■ GOAL:
Please reproduce every line of the entries below, requests included, and raise each number in the answer coordinates by 144. Leave the requests and the sample coordinates within them unchanged.

[Point labeling entries]
'''

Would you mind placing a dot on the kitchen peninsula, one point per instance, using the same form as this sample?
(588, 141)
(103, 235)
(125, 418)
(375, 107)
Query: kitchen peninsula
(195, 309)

'''

■ CORRECT RESULT:
Would you mind placing a dot on the kitchen peninsula, one point per instance, using the same form as this sample?
(588, 141)
(103, 235)
(125, 418)
(375, 107)
Query: kitchen peninsula
(339, 453)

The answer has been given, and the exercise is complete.